*Document source*:
Bande dessinée: Des bulles qui disent le monde

Bande dessinée: Des bulles qui disent le monde

TENDANCELa bande dessinée abandonne de plus en plus la pure fiction au profit de l’actualité...
Olivier Mimran

Olivier Mimran

Creuse et infantilisante. Voilà comment la bande dessinée était considérée il y a vingt ans. La perception de ce médium a évolué grâce à un courant de plus en plus populaire qu’on pourrait appeler «BD du réel», en opposition à une BD de fiction ou de pur divertissement. Sa mission : rapporter et renseigner sur le monde qui nous entoure.

Le genre a ses codes, ses stars, comme l’Américain Joe Sacco, qui a donné ses lettres de noblesse au «reportage BD», ou le Québecois Guy Delisle, dont les Chroniques de Jérusalem (Delcourt) viennent de recevoir le Fauve d’or du meilleur album à Angoulême et poursuivent une carrière de best-seller, se classant deuxième des ventes de BD en France cette semaine (Livres Hebdo).

Des lecteurs moins passifs

La BD du réel vit sous forme de reportages comme chez Joe Sacco qui fréquente les théâtres de guerre. Mais aussi de documentaires : Les Ignorants d’Etienne Davodeau (Futuropolis) relate, à la façon de «Vis ma vie», les échanges entre un vigneron et un auteur de BD.

L’enquête Quai d’Orsay (Dargaud), dont les tomes 2 et 1 sont respectivement 7e et 10e meilleures ventes de BD (Livres Hebdo) revient sur le parcours d’un ministre des Affaires étrangères librement inspiré de Dominique de Villepin. Autant d’approches qui voient les auteurs de la «BD du réel» devenir des relais de l’actualité ou de l’histoire, poussant ses lecteurs à en devenir des témoins moins passifs, quand elle ne fait pas œuvre pédagogique.

Ainsi, l’album grec Logicomix (Vuibert) raconte ainsi les fondements des mathématiques. Etienne Davodeau ne se considère pas pour autant comme un journaliste : «Je suis un auteur de BD, point. En tant que langage, elle peut aborder tous les genres, du divertissement à des récits animés d’ambitions sociologique, politique, historique etc.»

*Données fournies*:
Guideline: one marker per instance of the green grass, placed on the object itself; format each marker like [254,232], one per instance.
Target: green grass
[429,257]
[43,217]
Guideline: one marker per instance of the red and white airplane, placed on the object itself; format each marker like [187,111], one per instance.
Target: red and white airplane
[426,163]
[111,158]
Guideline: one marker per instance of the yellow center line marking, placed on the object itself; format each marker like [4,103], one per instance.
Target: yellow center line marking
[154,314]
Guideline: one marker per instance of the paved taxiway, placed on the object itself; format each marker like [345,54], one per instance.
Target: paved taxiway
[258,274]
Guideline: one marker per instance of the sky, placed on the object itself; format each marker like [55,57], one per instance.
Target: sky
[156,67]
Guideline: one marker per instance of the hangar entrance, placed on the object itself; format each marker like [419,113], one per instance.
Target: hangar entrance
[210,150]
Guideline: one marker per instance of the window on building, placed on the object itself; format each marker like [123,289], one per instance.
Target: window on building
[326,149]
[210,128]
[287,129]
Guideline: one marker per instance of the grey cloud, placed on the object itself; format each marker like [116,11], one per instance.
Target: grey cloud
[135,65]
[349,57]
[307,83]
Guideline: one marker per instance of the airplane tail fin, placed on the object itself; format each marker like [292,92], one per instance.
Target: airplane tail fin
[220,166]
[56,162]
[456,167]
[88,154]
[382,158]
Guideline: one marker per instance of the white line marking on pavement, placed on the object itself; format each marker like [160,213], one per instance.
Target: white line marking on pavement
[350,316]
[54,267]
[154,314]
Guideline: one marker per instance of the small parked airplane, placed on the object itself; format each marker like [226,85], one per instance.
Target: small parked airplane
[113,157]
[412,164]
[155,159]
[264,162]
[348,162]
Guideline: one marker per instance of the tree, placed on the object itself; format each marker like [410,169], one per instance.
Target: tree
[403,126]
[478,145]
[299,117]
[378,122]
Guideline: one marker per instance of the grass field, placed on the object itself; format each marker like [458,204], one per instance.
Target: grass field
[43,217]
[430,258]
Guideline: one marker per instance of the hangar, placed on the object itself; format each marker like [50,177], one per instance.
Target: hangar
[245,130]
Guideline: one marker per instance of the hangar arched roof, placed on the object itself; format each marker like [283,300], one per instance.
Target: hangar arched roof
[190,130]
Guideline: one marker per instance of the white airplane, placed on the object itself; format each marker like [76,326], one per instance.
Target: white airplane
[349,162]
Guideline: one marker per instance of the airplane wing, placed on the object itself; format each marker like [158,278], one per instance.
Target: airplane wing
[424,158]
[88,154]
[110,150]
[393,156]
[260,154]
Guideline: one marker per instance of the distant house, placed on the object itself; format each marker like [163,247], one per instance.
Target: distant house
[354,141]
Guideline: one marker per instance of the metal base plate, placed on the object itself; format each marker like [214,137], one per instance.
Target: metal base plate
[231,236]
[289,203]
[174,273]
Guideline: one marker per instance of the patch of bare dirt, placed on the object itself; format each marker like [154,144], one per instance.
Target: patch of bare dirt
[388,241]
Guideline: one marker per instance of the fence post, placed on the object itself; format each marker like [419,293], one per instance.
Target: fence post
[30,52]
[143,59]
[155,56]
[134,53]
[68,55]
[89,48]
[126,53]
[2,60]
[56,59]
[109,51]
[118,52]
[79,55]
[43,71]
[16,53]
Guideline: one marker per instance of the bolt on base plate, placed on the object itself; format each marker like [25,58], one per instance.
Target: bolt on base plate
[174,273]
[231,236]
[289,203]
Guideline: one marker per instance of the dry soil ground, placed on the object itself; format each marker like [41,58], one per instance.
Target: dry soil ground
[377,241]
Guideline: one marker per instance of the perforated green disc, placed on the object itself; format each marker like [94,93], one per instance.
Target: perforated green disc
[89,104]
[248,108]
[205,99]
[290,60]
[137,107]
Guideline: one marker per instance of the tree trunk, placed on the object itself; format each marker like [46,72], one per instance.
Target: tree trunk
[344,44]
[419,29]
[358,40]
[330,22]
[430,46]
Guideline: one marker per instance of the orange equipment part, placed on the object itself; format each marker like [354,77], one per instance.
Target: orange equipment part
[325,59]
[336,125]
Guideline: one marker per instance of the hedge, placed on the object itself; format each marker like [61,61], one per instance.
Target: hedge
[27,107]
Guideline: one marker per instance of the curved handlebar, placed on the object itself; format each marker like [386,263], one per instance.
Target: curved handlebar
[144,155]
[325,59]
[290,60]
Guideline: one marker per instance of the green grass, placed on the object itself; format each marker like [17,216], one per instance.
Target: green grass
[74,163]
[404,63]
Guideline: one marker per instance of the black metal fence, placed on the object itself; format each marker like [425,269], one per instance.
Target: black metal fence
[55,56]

*Travail à faire*:
1. Selon l'article sur la BD du réel, quelle récompense les Chroniques de Jérusalem de Guy Delisle viennent-elles de recevoir à Angoulême ?
2. Recopiez l'article sur la BD du réel de "TENDANCELa bande dessinée" à "qui nous entoure.".
3. Prolongez l'article sur la BD du réel à partir de sa dernière phrase.

*Réponses par exercice*:
1. Le Fauve d'or du meilleur album.

2.
TENDANCELa bande dessinée abandonne de plus en plus la pure fiction au profit de l’actualité...
Olivier Mimran

Olivier Mimran

Creuse et infantilisante. Voilà comment la bande dessinée était considérée il y a vingt ans. La perception de ce médium a évolué grâce à un courant de plus en plus populaire qu’on pourrait appeler «BD du réel», en opposition à une BD de fiction ou de pur divertissement. Sa mission : rapporter et renseigner sur le monde qui nous entoure.

3.
Eric, un collectionneur de reportages dessinés, juge que les auteurs qui se plient à cet exercice «n’ont rien à envier à leurs collègues de la presse écrite». La preuve, le magazine XII (voir ci-dessous) «publie systématiquement des reportages BD aux côtés d’enquêtes classiques».

Dans tous les cas, le phénomène séduit un large public «parce que les auteurs font transparaître leur sensibilité et que ça crée une intimité qui nous oblige à mieux réfléchir à leurs propos», ajoute Eric. A ce titre, il contribue à faire de la bande dessinée un art mature.

«Le reportage dessiné est légitime»

Interview de Patrick de Saint-Exupéry, rédacteur en chef de la revue XXI.

Quels sont les atouts et les limites d’un reportage BD?

L’atout essentiel, c’est la facilité d’accès du récit graphique. Mais parvenir à une apparente simplicité suppose un énorme travail de l’auteur. La limite, c’est qu’il n’est pas envisageable de tout raconter sous cette seule forme.

La BD a-t-elle un rôle à jouer dans la transmission de l’information?

Lorsqu’elle accepte le principe fondamental du récit du réel, elle est aussi légitime que le texte, la photo ou le reportage filmé. Mieux : grâce à son mode de narration spécifique, elle participe à l’enrichissement de l’information.

Selon quels critères choisissez-vous vos reportages dessinés?

Aucun en particulier, mais nous avons une exigence absolue : l’histoire racontée doit être vraie ! L’auteur doit être allé sur place, avoir vu, entendu, puis restituer. Pour le reste, c’est du cas par cas ; mais sur le fond, l’unique critère valable reste celui de la pertinence de la narration et des choix graphiques.

Vos «idoles» en la matière?

Tous les auteurs qui ont osé s’engager dans l’aventure de XXI : Sacco, Guibert, Stassen, Hippolyte, Balez, Ferrandez, Tronchet… et tous ceux qui rejoindront ces pionniers !

Recueilli par O. M.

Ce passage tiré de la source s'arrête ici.